● TEXT BLOCK
>> begin

Cc: Tejun Heo <tj@kernel.org>
Cc: linux-kernel@vger.kernel.org
---
 init/Kconfig         |  17 ++++++
 kernel/sched/core.c  | 145 +++++++++++++++++++++++++++++++++++++++++++++++++++
 kernel/sched/sched.h |   8 +++
 3 files changed, 170 insertions(+)

-- 
2.7.4

Comments

Patrick Bellasi March 15, 2017, 11:20 a.m. UTC | #1
On 13-Mar 03:46, Joel Fernandes (Google) wrote:
> On Tue, Feb 28, 2017 at 6:38 AM, Patrick Bellasi

> <patrick.bellasi@arm.com> wrote:

> > The CPU CGroup controller allows to assign a specified (maximum)

> > bandwidth to tasks within a group, however it does not enforce any

> > constraint on how such bandwidth can be consumed.

> > With the integration of schedutil, the scheduler has now the proper

> > information about a task to select  the most suitable frequency to

> > satisfy tasks needs.

> [..]

> 

> > +static u64 cpu_capacity_min_read_u64(struct cgroup_subsys_state *css,

> > +                                    struct cftype *cft)

> > +{

> > +       struct task_group *tg;

> > +       u64 min_capacity;

> > +

> > +       rcu_read_lock();

> > +       tg = css_tg(css);

> > +       min_capacity = tg->cap_clamp[CAP_CLAMP_MIN];

> 

> Shouldn't the cap_clamp be accessed with READ_ONCE (and WRITE_ONCE in

> the write path) to avoid load-tearing?


tg->cap_clamp is an "unsigned int" and thus I would expect a single
memory access to write/read it, isn't it? I mean: I do not expect the
compiler "to mess" with these accesses.

However, if your concerns are more about overlapping read/write for the
same capacity from different threads, then perhaps we should better
use a mutex to serialize these two functions... not entirely convinced...

> Thanks,

> Joel


-- 
#include <best/regards.h>

Patrick Bellasi
Joel Fernandes March 15, 2017, 1:20 p.m. UTC | #2
On Wed, Mar 15, 2017 at 4:20 AM, Patrick Bellasi
<patrick.bellasi@arm.com> wrote:
> On 13-Mar 03:46, Joel Fernandes (Google) wrote:

>> On Tue, Feb 28, 2017 at 6:38 AM, Patrick Bellasi

>> <patrick.bellasi@arm.com> wrote:

>> > The CPU CGroup controller allows to assign a specified (maximum)

>> end

● MATERIAL FOR THIS EXERCISE
>> begin

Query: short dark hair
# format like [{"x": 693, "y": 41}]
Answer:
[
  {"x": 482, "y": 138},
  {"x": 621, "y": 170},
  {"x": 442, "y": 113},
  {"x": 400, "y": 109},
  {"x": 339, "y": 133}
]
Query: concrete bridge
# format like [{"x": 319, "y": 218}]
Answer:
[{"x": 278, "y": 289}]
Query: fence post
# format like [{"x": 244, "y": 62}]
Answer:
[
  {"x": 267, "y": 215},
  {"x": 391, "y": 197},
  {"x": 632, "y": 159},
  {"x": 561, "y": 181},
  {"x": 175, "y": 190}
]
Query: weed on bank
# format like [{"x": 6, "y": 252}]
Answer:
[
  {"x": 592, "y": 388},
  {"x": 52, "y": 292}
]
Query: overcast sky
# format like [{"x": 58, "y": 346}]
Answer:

>> end

● EXERCISES TO COMPLETE
[A] Answer these about the kernel patch thread:
(i) How many files does the patch change, and how many insertions does it make?
(ii) What does Joel suggest using to read cap_clamp, and what in the write path?
(iii) What type does Patrick say tg->cap_clamp is?
[B] In the records, swap "Query" for "Label" in the lines from the one with "Query: concrete bridge" through the end of the records, leaving all else unchanged, and give back only those lines.

● RESPONSES IN ORDER
[A]
(i) 3 files, 170 insertions
(ii) READ_ONCE, and WRITE_ONCE in the write path
(iii) "unsigned int"

[B]
Label: concrete bridge
# format like [{"x": 319, "y": 218}]
Answer:
[{"x": 278, "y": 289}]
Label: fence post
# format like [{"x": 244, "y": 62}]
Answer:
[
  {"x": 267, "y": 215},
  {"x": 391, "y": 197},
  {"x": 632, "y": 159},
  {"x": 561, "y": 181},
  {"x": 175, "y": 190}
]
Label: weed on bank
# format like [{"x": 6, "y": 252}]
Answer:
[
  {"x": 592, "y": 388},
  {"x": 52, "y": 292}
]
Label: overcast sky
# format like [{"x": 58, "y": 346}]
Answer:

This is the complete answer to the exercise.